Render every line of the listing below as a JSON list of strings, one string per line and with blank lines omitted.

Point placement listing
*-*-*

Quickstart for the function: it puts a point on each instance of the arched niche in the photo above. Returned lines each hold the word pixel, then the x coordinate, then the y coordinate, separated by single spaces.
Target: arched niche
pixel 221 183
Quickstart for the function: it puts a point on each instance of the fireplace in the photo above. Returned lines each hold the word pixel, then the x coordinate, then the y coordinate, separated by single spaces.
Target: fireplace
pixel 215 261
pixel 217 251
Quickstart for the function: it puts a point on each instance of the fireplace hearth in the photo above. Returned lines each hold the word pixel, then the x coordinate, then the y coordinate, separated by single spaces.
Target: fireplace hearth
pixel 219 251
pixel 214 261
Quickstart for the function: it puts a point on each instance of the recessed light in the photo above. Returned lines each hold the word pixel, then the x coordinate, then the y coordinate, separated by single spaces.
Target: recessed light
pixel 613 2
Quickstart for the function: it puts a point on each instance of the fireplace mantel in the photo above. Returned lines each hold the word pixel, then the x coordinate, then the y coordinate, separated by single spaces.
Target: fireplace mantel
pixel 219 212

*-*-*

• **Written solution**:
[
  "Quickstart for the function: it puts a point on each instance of the arched niche in the photo above. Returned lines each hold the word pixel, then the x coordinate, then the y coordinate, separated by single spaces.",
  "Target: arched niche",
  "pixel 221 183",
  "Quickstart for the function: it puts a point on each instance of the fireplace in the photo above. Returned lines each hold the word pixel, then the x coordinate, then the y coordinate, separated by single spaces.",
  "Target: fireplace",
  "pixel 215 261",
  "pixel 217 251",
  "Quickstart for the function: it puts a point on each instance of the fireplace hearth in the photo above. Returned lines each hold the word pixel, then the x coordinate, then the y coordinate, separated by single spaces.",
  "Target: fireplace hearth",
  "pixel 219 251",
  "pixel 214 261",
  "Quickstart for the function: it puts a point on each instance of the recessed light in the photo above. Returned lines each hold the word pixel, then the x coordinate, then the y coordinate, separated by single spaces.",
  "Target: recessed light",
  "pixel 613 2",
  "Quickstart for the function: it puts a point on each instance of the fireplace mantel in the photo above. Returned lines each hold the word pixel, then the x coordinate, then the y coordinate, separated by single spaces.",
  "Target: fireplace mantel",
  "pixel 219 212"
]